- Exercise task
Look for "Every instance of the stepped" in the records below, then copy that line and every line after it, exactly and with nothing added.

- Exercise inputs
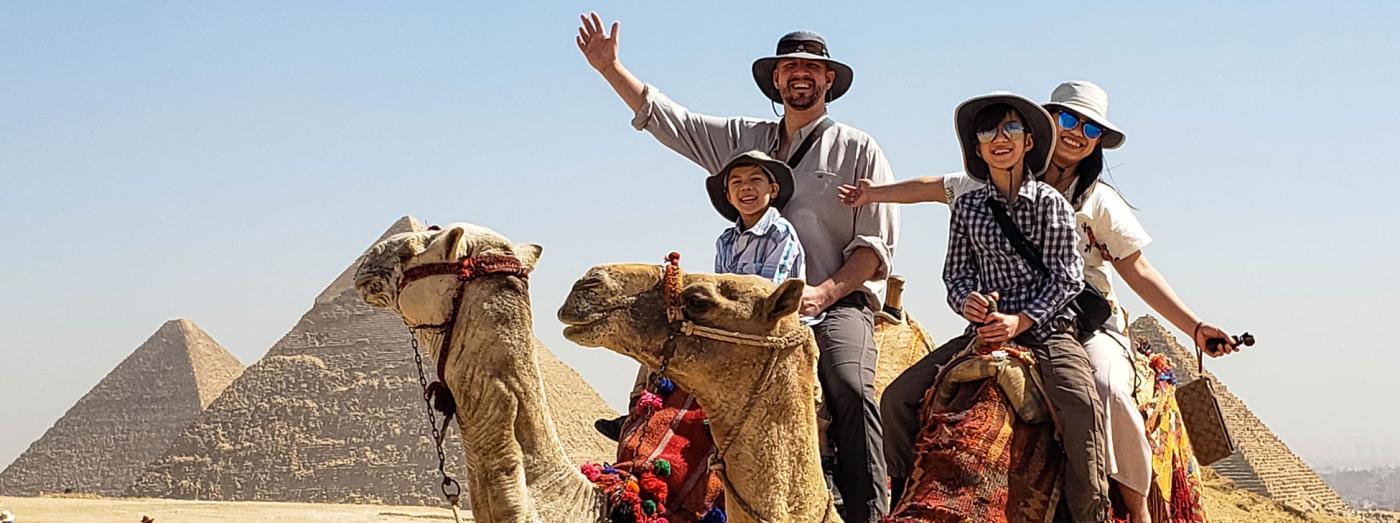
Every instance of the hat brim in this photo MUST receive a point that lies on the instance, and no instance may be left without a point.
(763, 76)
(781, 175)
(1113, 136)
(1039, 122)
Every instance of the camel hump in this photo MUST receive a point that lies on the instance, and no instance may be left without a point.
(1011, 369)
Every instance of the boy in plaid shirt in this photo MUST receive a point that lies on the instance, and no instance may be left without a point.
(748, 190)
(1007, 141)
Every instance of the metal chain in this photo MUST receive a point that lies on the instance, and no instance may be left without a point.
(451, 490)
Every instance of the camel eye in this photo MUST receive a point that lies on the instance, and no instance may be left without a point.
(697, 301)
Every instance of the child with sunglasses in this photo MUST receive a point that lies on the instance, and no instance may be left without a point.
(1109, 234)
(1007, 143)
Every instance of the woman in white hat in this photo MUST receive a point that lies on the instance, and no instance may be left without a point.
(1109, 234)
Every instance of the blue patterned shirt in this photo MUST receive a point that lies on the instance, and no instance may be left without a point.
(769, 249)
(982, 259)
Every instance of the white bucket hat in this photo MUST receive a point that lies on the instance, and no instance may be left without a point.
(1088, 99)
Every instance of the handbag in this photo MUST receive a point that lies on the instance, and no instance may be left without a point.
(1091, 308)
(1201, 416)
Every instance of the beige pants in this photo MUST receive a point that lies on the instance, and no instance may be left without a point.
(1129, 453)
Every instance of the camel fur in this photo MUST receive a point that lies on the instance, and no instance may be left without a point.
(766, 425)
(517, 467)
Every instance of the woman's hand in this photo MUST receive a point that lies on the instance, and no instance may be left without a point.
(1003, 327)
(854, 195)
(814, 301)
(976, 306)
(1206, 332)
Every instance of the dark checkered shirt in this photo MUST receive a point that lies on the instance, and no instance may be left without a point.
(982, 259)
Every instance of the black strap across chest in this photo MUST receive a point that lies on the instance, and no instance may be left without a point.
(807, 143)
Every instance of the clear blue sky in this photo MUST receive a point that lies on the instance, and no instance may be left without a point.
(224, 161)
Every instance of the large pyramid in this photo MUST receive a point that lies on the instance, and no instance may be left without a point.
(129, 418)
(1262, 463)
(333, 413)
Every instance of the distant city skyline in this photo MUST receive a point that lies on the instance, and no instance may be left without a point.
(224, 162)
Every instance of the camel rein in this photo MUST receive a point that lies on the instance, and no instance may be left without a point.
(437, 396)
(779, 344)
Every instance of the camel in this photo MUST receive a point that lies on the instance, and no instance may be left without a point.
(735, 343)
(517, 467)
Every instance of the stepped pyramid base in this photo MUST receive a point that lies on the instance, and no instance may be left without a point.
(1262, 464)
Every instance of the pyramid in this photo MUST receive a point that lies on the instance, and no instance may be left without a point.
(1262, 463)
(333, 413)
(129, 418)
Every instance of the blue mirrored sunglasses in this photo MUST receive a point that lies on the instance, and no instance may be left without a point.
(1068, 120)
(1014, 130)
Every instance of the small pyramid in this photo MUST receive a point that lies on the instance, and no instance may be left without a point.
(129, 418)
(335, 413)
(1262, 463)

- Answer
Every instance of the stepped pyramid base in this photo MUST receive a point that lies on the instance, and no instance may be left without a point.
(1262, 464)
Every instance of the pyramid in this photo MUST receive a point that lies on the instance, and no instance may be left without a point.
(1262, 463)
(333, 413)
(129, 418)
Every instance of the blue mirrored sunglasses in this photo MUST receive a point that lies on the instance, and no instance may be left without a point.
(1068, 120)
(1014, 130)
Every instance of the small pyramid in this photo MUST receive a point that lies on the instance, and no instance may be left without a point.
(129, 418)
(335, 413)
(1262, 463)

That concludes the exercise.